They were first launched back in the late 1990s and are now available in many capacity types, speed classes, and bus interfaces. New SD card standards are also announced often.

Part 1. How SD Cards Work

To answer the "what is an SD card" question, you need to understand how SD cards work. Below is a detailed explanation.

Types of SD Cards (Form Factor and Capacity)

In 1999, the first SD card, which we now refer to as the standard size, came to the market. Mini SD cards soon followed in 2003, and in 2005 even smaller micro SD cards became commonplace.

Mini SD cards are no longer as common. Most contemporary devices use either a standard or a micro SD card. The mini SD card no longer has support on new SD card specifications.

There are four types of SD cards:

  1. The first is known as SD and supports cards up to 2 Gb.
  2. The second is the SDHC or Secure Digital High Capacity. It supports cards over 2Gb gigabytes and goes up to 32 Gb.

▸ **MATERIAL PROVIDED**:
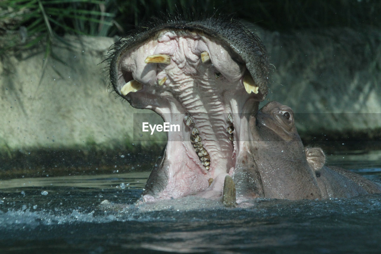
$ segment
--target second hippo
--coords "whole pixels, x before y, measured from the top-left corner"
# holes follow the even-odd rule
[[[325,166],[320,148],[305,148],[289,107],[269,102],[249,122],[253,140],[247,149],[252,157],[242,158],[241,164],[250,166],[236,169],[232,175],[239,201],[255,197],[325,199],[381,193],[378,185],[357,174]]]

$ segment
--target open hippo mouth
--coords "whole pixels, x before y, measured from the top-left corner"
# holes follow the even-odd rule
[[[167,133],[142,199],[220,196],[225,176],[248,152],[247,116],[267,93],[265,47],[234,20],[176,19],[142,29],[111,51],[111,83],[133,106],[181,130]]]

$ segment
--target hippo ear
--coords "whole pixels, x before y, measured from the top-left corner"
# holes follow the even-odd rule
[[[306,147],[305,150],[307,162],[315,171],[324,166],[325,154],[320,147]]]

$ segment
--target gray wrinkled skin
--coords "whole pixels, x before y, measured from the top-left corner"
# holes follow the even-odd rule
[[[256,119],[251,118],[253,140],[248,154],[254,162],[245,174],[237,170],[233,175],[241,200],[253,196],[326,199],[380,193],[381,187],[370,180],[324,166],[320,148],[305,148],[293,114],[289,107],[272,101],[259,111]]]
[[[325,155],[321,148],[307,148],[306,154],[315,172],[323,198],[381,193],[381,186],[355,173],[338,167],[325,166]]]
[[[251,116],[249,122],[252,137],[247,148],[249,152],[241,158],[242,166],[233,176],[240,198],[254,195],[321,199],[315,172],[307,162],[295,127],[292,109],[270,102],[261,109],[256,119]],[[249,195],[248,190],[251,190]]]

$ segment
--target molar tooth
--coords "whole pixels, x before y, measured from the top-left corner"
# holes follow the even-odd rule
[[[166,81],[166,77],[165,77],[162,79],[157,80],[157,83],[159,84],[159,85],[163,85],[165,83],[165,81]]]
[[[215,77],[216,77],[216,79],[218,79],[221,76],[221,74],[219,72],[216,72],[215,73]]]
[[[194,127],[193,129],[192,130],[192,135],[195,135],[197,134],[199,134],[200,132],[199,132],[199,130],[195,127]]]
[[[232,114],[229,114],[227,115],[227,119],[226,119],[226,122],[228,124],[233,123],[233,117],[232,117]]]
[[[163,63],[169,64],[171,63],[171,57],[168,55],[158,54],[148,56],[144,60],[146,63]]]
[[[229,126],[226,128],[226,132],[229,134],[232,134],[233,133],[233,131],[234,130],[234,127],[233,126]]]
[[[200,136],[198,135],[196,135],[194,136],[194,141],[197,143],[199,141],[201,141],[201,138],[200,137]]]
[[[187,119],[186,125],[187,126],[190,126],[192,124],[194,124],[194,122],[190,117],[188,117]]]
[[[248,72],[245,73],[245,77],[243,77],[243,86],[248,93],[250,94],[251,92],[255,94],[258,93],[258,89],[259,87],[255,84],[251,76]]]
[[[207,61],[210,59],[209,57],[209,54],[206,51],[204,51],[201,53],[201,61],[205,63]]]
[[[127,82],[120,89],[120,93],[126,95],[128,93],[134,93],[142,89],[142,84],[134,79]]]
--
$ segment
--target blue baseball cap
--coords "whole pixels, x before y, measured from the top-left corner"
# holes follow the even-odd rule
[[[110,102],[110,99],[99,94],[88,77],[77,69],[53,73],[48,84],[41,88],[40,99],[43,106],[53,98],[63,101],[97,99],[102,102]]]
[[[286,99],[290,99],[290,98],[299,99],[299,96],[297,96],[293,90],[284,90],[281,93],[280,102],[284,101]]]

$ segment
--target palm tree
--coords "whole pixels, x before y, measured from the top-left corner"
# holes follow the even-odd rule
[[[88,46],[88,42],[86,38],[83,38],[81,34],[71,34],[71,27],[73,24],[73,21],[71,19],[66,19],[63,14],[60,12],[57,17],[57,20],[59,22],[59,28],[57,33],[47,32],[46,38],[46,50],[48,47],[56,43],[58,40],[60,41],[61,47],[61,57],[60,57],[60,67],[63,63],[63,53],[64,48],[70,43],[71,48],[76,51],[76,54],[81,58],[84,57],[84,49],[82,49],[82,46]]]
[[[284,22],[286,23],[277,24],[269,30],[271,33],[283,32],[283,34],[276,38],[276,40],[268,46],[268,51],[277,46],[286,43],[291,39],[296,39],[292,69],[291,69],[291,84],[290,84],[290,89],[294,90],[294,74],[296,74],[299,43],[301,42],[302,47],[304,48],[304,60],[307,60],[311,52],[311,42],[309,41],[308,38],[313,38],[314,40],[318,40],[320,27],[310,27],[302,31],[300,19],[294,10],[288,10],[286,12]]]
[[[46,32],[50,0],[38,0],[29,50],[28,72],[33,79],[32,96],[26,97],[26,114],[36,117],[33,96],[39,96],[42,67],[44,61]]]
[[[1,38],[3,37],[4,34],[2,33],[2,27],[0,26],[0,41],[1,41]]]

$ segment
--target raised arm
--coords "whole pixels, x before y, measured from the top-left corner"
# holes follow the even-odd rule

▸ **STATED PROBLEM**:
Please write out the SD card passage from "In 1999, the" to "up to 32 Gb.". This data was taken from a separate source.

▸ **TASK OUTPUT**:
In 1999, the first SD card, which we now refer to as the standard size, came to the market. Mini SD cards soon followed in 2003, and in 2005 even smaller micro SD cards became commonplace.

Mini SD cards are no longer as common. Most contemporary devices use either a standard or a micro SD card. The mini SD card no longer has support on new SD card specifications.

There are four types of SD cards:

  1. The first is known as SD and supports cards up to 2 Gb.
  2. The second is the SDHC or Secure Digital High Capacity. It supports cards over 2Gb gigabytes and goes up to 32 Gb.